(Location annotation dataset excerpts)

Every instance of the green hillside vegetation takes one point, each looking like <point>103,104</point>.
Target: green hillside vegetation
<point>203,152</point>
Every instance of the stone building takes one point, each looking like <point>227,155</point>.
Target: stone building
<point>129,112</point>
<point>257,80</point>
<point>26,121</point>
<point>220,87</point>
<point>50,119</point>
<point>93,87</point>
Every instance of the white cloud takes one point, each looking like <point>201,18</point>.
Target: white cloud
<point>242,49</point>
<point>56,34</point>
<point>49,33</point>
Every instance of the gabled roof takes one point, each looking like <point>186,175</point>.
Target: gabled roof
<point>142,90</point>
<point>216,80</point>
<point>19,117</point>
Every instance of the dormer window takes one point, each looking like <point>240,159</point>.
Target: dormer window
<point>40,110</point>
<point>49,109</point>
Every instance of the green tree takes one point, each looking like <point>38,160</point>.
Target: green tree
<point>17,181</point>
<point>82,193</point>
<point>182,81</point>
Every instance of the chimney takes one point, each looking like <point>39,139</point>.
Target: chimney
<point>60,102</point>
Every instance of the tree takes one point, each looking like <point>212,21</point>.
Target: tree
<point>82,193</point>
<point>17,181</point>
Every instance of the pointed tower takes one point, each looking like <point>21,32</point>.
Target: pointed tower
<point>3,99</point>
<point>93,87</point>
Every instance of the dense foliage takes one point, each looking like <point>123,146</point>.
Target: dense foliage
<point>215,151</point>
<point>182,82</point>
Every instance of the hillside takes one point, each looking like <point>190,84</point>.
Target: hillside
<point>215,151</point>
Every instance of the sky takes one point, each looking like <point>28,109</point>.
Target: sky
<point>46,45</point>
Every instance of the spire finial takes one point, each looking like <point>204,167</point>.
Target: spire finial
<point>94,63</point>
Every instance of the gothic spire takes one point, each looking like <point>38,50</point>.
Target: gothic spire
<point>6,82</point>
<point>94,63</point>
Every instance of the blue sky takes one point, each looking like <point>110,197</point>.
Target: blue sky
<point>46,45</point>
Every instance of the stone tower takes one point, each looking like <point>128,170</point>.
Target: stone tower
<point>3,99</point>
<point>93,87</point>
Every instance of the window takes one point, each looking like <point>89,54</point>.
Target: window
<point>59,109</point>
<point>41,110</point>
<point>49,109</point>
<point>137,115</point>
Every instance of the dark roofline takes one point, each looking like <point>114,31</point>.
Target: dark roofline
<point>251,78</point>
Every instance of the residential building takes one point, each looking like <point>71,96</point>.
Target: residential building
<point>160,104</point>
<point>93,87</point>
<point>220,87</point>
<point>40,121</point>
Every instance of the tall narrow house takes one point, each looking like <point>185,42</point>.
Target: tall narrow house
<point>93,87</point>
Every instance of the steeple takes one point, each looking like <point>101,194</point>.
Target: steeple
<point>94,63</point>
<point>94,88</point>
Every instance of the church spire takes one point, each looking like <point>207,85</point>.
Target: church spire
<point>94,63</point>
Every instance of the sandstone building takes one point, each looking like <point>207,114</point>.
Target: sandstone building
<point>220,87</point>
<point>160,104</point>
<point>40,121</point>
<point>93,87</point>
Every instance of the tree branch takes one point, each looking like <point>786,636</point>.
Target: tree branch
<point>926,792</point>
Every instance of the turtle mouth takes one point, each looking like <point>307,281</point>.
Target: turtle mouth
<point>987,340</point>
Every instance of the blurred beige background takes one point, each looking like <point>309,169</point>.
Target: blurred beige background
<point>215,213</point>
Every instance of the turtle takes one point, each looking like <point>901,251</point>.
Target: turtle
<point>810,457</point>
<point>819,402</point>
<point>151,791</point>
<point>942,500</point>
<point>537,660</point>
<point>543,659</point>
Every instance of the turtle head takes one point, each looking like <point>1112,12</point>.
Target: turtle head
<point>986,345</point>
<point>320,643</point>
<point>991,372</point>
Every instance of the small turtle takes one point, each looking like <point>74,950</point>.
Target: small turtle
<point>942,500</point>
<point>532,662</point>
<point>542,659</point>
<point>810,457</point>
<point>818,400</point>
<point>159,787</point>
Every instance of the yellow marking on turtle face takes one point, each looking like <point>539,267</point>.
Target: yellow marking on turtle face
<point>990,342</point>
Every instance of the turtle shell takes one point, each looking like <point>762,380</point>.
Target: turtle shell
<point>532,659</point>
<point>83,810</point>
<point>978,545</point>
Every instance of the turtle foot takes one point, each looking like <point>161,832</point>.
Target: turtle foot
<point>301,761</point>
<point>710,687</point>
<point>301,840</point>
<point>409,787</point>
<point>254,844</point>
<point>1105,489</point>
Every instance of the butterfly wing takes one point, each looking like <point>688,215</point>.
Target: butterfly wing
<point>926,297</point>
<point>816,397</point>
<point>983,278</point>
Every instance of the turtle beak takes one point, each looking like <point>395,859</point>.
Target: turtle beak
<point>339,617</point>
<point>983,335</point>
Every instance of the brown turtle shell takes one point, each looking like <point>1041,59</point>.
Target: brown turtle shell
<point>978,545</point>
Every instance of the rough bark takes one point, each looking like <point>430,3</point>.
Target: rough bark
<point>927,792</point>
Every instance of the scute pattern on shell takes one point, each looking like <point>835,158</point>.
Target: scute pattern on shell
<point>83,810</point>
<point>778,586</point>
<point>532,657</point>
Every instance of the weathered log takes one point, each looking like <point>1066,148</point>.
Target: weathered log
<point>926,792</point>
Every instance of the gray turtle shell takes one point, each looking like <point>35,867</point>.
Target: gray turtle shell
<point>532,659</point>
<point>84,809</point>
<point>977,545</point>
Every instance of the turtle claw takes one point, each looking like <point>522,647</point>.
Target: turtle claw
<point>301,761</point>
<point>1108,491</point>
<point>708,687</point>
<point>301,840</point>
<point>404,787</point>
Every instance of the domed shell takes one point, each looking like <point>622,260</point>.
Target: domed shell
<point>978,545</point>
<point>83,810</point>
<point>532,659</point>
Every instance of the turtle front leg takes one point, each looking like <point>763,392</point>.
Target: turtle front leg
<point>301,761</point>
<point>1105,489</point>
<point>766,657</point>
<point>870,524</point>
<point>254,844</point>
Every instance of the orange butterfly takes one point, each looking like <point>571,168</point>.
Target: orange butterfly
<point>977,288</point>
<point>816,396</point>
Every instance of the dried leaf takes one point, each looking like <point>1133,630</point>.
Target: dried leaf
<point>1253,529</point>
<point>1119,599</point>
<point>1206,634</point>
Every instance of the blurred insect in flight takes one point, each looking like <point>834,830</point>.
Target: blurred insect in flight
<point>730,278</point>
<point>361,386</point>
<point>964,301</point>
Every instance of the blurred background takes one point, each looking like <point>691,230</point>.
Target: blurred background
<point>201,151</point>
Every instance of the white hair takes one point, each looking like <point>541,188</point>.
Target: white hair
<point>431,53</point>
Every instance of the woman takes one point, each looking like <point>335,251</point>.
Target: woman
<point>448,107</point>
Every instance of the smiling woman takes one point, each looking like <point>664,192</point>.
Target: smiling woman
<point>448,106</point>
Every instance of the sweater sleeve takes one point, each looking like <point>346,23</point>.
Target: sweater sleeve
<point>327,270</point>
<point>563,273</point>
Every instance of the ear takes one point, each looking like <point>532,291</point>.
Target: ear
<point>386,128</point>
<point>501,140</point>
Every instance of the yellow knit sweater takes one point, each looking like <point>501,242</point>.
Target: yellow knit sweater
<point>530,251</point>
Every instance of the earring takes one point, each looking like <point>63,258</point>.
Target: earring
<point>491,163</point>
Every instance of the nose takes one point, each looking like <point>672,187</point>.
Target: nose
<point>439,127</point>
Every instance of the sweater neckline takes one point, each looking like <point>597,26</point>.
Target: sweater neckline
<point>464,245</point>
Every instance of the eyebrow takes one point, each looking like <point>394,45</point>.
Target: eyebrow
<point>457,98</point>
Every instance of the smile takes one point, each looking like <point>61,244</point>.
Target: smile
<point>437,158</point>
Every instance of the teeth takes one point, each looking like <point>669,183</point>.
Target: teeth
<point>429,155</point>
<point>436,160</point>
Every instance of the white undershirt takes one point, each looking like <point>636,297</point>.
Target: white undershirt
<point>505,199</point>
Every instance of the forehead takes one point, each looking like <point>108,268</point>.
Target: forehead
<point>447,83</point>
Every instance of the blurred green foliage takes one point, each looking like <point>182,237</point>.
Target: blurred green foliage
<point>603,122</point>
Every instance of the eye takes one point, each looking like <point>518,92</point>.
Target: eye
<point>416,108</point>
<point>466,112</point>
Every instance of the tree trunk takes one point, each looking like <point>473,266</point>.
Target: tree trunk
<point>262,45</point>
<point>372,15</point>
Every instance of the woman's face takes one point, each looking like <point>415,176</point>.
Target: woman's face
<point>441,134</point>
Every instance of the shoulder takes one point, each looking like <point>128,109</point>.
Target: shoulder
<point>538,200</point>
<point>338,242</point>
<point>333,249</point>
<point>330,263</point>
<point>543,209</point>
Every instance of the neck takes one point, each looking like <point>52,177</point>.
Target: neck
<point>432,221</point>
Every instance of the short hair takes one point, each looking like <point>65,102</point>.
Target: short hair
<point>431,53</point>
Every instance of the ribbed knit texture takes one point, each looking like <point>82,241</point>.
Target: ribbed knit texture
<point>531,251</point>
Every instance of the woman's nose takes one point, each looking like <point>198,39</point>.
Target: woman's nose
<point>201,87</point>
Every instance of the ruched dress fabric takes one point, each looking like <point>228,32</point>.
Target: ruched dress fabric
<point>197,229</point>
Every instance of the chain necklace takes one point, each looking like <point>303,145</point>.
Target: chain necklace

● **Given instruction**:
Retype, unchanged, the part of the items above that opens with the line containing "Every instance of the yellow marking" and closes with the line containing "<point>983,278</point>".

● **Response to this task**:
Every instance of the yellow marking on turtle face takes one point, each looking like <point>539,267</point>.
Target: yellow marking on turtle face
<point>990,342</point>
Every instance of the turtle shell takes one point, each looking like <point>762,380</point>.
Target: turtle shell
<point>532,659</point>
<point>83,810</point>
<point>978,545</point>
Every instance of the turtle foot takes one point, each looking like <point>161,832</point>.
Target: turtle foot
<point>301,761</point>
<point>710,687</point>
<point>301,840</point>
<point>409,787</point>
<point>254,844</point>
<point>1105,489</point>
Every instance of the butterfly wing takes one point, each looking like <point>688,215</point>.
Target: butterfly wing
<point>926,297</point>
<point>816,397</point>
<point>983,278</point>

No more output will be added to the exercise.